**What to do**
A) Answer these questions from the egg tart recipe below:
(i) At what temperature are the tarts baked?
(ii) About how many tarts does the recipe yield?
(iii) How much powdered sugar goes into the dough?
B) Echo the part of the egg tart recipe below word for word, from "Ingredients" up to and including "use regular milk)".

**Text excerpt**

┄┄┄┄┄┄┄┄┄┄┄┄┄┄┄┄┄┄┄┄

Egg Tarts
User Reviews
5
Egg Tarts
Description
The dough for the egg tarts is prepared by melting butter and combining it with egg, powdered sugar, coconut or regular milk, vanilla, and flour to create a pliable dough. This dough is divided and shaped into tart molds to form thin yet sturdy crusts. The sugar syrup is prepared by dissolving sugar in boiling water and setting it aside to cool.
Eggs are beaten with coconut milk or regular milk, then combined with the cooled sugar syrup to form a smooth custard filling. The mixture is strained to remove bubbles for a smooth texture. The custard is poured into the partially filled tart shells, leaving some space to avoid overflow during baking.
The tarts bake at 380°F for about 25 minutes until the crusts turn golden brown and the filling is just set, achieving a silky texture. The thin crust contrasts with the creamy filling, making the tarts a delightful treat.
This recipe yields about 18-20 tarts depending on crust thickness. Excess egg filling from thicker crusts can be used to make additional dough and tarts if desired.
Ingredients
DOUGH:
- 1 tick butter melted
- 1 & ¼ cup all-purpose flour
- 1 egg
- ¼ cup powdered sugar
- 2 tablespoons coconut milk (you can use regular milk)

┄┄┄┄┄┄┄┄┄┄┄┄┄┄┄┄┄┄┄┄

**Record excerpts**
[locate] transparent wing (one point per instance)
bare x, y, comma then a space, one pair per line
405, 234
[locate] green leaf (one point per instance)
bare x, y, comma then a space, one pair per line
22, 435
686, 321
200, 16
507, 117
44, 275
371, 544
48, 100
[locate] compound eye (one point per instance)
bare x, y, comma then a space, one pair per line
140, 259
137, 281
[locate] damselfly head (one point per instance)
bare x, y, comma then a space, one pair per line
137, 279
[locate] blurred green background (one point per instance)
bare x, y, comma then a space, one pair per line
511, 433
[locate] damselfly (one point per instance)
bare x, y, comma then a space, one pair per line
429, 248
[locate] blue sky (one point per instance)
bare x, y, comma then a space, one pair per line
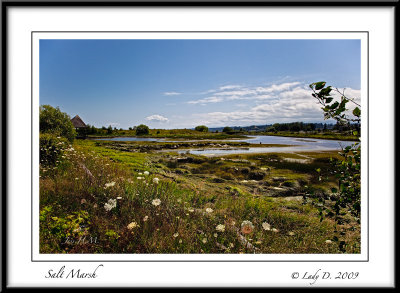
184, 83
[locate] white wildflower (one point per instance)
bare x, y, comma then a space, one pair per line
156, 202
266, 226
220, 228
132, 225
247, 227
111, 184
112, 203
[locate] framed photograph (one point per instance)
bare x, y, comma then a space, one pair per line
196, 144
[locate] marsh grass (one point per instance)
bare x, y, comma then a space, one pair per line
172, 214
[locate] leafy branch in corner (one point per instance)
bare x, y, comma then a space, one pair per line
347, 196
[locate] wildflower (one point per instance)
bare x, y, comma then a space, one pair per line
132, 225
247, 227
220, 228
156, 202
111, 184
112, 203
266, 226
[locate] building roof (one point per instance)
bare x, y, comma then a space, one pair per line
78, 122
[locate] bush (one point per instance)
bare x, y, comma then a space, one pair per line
51, 148
201, 128
227, 129
58, 123
142, 129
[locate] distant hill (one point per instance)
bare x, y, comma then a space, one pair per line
265, 126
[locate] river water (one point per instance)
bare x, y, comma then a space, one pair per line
295, 144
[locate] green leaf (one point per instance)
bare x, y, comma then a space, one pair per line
319, 85
357, 112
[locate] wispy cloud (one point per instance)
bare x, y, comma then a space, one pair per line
236, 92
157, 118
285, 103
113, 124
171, 94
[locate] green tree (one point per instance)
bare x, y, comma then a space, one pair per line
142, 129
347, 196
55, 122
227, 129
109, 129
201, 128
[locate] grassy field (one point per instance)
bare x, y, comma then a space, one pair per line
192, 134
119, 197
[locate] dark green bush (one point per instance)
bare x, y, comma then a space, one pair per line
142, 129
52, 120
51, 148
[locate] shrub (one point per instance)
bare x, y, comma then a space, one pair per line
51, 148
52, 120
201, 128
142, 129
227, 129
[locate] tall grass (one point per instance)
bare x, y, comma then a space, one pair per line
101, 201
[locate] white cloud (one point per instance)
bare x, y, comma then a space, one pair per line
229, 87
171, 94
294, 103
113, 124
157, 118
207, 100
236, 92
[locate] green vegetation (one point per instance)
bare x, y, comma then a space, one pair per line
161, 202
56, 123
145, 197
142, 130
348, 194
201, 128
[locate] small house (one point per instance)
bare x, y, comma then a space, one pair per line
78, 122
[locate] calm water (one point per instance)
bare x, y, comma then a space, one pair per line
296, 144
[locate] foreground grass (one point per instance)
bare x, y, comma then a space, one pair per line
102, 200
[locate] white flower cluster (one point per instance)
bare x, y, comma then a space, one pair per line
112, 203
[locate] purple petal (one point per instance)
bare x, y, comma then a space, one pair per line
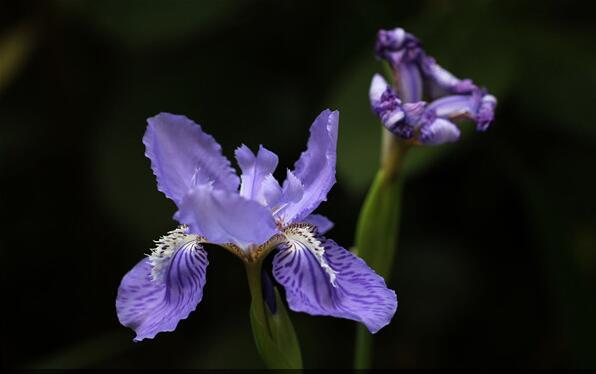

┄┄┄┄┄┄┄┄┄┄┄┄┄┄┄┄┄┄┄┄

**Answers in order**
A)
(i) 380°F
(ii) About 18-20 tarts
(iii) ¼ cup

B)
Ingredients
DOUGH:
- 1 tick butter melted
- 1 & ¼ cup all-purpose flour
- 1 egg
- ¼ cup powdered sugar
- 2 tablespoons coconut milk (you can use regular milk)